(To do) Return all of the data exactly as written, without the pictures.

* * * * * * *

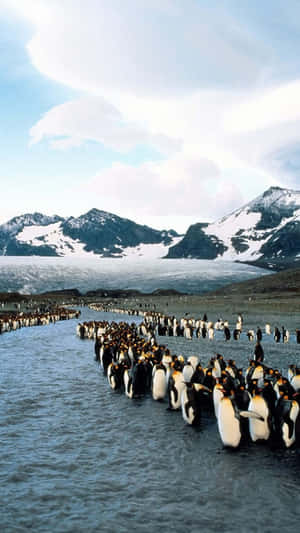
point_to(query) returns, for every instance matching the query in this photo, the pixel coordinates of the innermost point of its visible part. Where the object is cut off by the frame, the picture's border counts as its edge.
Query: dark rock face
(196, 244)
(106, 234)
(265, 232)
(97, 231)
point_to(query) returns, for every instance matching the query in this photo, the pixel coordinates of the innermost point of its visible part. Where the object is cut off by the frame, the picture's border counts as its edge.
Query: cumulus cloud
(214, 84)
(71, 123)
(179, 186)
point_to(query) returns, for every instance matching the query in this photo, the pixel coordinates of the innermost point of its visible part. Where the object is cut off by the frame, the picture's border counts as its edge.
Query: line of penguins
(168, 326)
(260, 404)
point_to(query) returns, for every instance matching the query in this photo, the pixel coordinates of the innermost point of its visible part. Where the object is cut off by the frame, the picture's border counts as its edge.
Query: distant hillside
(264, 232)
(287, 281)
(94, 233)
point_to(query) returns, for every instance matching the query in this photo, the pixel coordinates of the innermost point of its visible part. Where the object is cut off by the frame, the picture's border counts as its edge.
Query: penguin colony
(14, 321)
(189, 327)
(260, 404)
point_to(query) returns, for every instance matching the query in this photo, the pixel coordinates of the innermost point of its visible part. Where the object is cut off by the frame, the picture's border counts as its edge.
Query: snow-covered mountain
(265, 232)
(94, 233)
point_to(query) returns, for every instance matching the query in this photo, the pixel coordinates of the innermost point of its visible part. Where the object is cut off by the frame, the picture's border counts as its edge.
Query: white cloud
(94, 119)
(207, 82)
(176, 187)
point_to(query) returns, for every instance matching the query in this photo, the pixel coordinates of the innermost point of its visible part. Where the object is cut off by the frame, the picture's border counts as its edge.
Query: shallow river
(76, 456)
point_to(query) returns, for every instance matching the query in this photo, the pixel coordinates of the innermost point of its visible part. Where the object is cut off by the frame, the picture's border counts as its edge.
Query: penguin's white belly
(259, 430)
(159, 385)
(228, 424)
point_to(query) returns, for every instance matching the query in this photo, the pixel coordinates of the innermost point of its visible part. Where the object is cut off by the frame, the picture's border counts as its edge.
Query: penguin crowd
(15, 321)
(259, 404)
(189, 327)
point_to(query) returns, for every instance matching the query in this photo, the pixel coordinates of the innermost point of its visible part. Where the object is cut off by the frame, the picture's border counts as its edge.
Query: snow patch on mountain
(147, 251)
(53, 236)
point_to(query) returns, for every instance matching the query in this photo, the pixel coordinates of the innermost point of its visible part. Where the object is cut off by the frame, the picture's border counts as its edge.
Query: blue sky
(163, 111)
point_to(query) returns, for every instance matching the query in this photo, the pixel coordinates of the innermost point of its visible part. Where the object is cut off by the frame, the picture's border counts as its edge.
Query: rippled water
(39, 274)
(76, 456)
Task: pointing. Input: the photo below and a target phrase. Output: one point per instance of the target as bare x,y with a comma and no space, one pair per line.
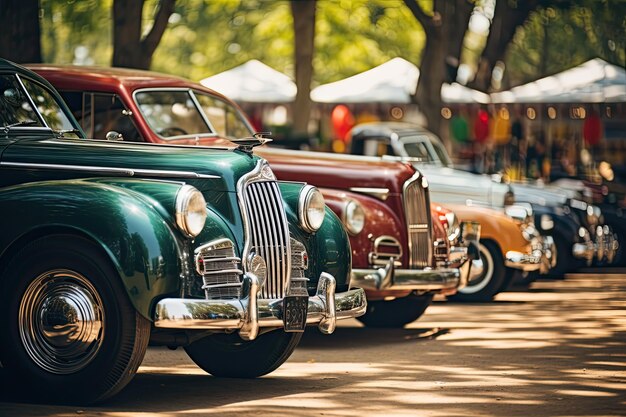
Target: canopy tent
392,82
595,81
253,82
457,93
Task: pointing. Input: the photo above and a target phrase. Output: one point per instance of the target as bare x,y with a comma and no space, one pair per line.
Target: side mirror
113,135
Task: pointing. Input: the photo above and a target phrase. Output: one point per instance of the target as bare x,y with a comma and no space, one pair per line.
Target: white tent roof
457,93
595,81
253,82
392,82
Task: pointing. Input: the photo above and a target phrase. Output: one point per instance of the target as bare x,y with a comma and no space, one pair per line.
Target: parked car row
228,248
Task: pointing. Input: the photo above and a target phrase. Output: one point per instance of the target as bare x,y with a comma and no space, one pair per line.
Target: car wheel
564,262
395,313
490,280
227,355
74,336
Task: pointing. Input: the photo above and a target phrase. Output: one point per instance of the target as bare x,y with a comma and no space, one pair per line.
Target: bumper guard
250,313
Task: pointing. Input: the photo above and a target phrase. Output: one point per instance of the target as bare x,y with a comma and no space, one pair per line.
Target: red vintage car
401,254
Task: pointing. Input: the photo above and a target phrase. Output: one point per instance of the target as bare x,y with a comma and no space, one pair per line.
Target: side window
48,106
376,147
14,105
99,114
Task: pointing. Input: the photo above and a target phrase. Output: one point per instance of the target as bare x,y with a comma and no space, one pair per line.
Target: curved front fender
328,248
143,247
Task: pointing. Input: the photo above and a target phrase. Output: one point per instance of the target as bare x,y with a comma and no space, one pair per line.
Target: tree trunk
445,31
129,48
21,36
508,16
303,12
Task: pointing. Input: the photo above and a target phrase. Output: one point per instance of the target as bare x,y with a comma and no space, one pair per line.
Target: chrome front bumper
548,259
584,250
389,278
250,313
606,244
527,261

* * * * * * *

(Response to this exercise)
point_to(query) returns, for every instance matching the query in this photo, the pixel coordinates of the innermost point of its visible part. Where the object is cut off by the frame, the picture's border counts as its edge.
Query: dark rock face
(196, 244)
(106, 234)
(265, 232)
(97, 231)
point_to(query) returns, for every instance matching the query in this photo, the pixel coordinates of the innermost point of its visible part. Where the object is cut off by the frame, the picture's border counts as its edge.
Query: cumulus cloud
(214, 84)
(71, 123)
(179, 186)
point_to(query) returns, for every instance matching the query in this photo, the pixel coordinates of the innermost point of its visible part. Where the object is cut off by the frame, the picture's border counts as its edge.
Query: line of penguins
(168, 326)
(260, 404)
point_to(query) returns, for every instance matching the query in this photo, the pixel coordinates of the innermost point of its visible part. Where the object is cut off by the frame, the picture's border counts as its edge.
Query: distant hillside
(264, 232)
(287, 281)
(94, 233)
point_to(query) returns, for every instance matching the query in this photo, the pixel coordinates of the innermost point of its visible part. Where the object is cut off by the frame, the picture's border counts as its edge.
Query: penguin colony
(14, 321)
(189, 327)
(260, 404)
point_to(query) returns, for every instance matching the query in this photo, the pixel coordinates of the innermost point of its visible part. Where the object is cut off by the frame, the picture's border counts as its edge.
Query: snow-covered mountain
(265, 232)
(94, 233)
point_to(query) returns, for every instance matching the query in this photo, the pixel coordinates of the innermost point of its visible part. Where the object is cut off by the frame, the picture's border counts as its edge.
Query: white cloud
(94, 119)
(207, 82)
(176, 187)
point_to(query) returns, for every instance matching the query in this photo, the pixel coordinates of the innermost point of its visible part. Where the object is cut off by the frame, the picture's border counts as its edge.
Query: shallow river
(76, 456)
point_to(query) returns, for every instance matching the query in this photo, the pixel coordinates of the innermost point of its visible part. Where the object is cut off by the frame, the picture's border counts as its edge.
Query: penguin's white belly
(259, 430)
(159, 385)
(228, 424)
point_to(query) returns, for every instance matching the query in this photo, the pixel coordinates of the innermost point of its visible part. Where the object is cut off by the frame, the picture's border counts as its edge.
Query: penguin crowd
(15, 321)
(259, 404)
(189, 327)
point_to(query) returns, for every instance matching the query in this photo, the pixel coordinates of the innermost point of its visible part. Where the object is cut off by the frame, the picture's border counts as its edge.
Query: snow patch on mountain
(147, 251)
(53, 236)
point_to(query) returns, for every instance matching the query in this photo, the pixel coordinates of the innermost point of its visible part. Where the object is cut off by the frame, the picture's border counts as its edge.
Query: blue sky
(163, 111)
point_to(query) returns, for every instance matching the query in this photo, the pixel coordinates of the innermost point of its visible part. Where the object is cut off by the frame, the picture's border counts as its edge.
Query: rippled water
(39, 274)
(76, 456)
Task: pointing. Input: the photo below and a target phrase. Output: one point per instance of the target as bare x,y with a comma and no space, one pair per line.
Target: canopy tent
392,82
595,81
253,82
457,93
Task: pointing. Input: the photo above and a target phrase. Output: one point per instance of the target as bare x,y with a comma and no space, one pair per line.
Target: side mirror
113,135
Task: pointing. Input: the photo above and a target phrase. Output: one point per instance of the target as bare x,y with a comma and no space, one pair per line.
Target: white tent roof
457,93
595,81
253,82
392,82
Task: pointing. Input: the photo above and a target phrase. Output: one point per instance of the target as bare x,y with a comma and no space, one pair per line.
Target: parked car row
228,248
Task: pointing. Input: the photo above and a target phrase. Output: one point per instance of the target as bare x,y with a comma and no space, one pair per line.
Target: car wheel
564,262
395,313
490,280
227,355
74,336
Task: pointing. Input: the photo above and a target phrase. Output: one point per instance of the target as bare x,y with a comma and no space, one pair per line.
Target: bumper guard
250,313
Task: pointing. Input: the photo above and a target phrase. Output: one point per instance of the target as bare x,y with a comma and no space, one pair per line.
Target: red vintage car
401,254
Task: pointing. Input: the photo above and a target phrase. Output: one point per instance of the target as bare x,y with a comma and no space, one pair per line.
Target: side window
48,106
376,147
14,105
99,114
Task: pointing. Input: the photo above and a target phrase. Output: one point per instance of the target as bare x,y with a comma and no space, one pair per line.
Target: curved front fender
328,248
143,247
Task: pointing. Input: the photo above and a target phrase. Output: one point per instance of the target as bare x,y with a comma and no space, one pair per line.
Target: tree trunk
445,31
129,48
21,36
508,16
303,12
Task: pointing. Input: the photo above and a target phrase. Output: one point per instance of the target as bare x,y with a comma and no space, one pair per line.
Target: chrome front bumper
548,259
584,250
389,278
250,313
606,244
527,261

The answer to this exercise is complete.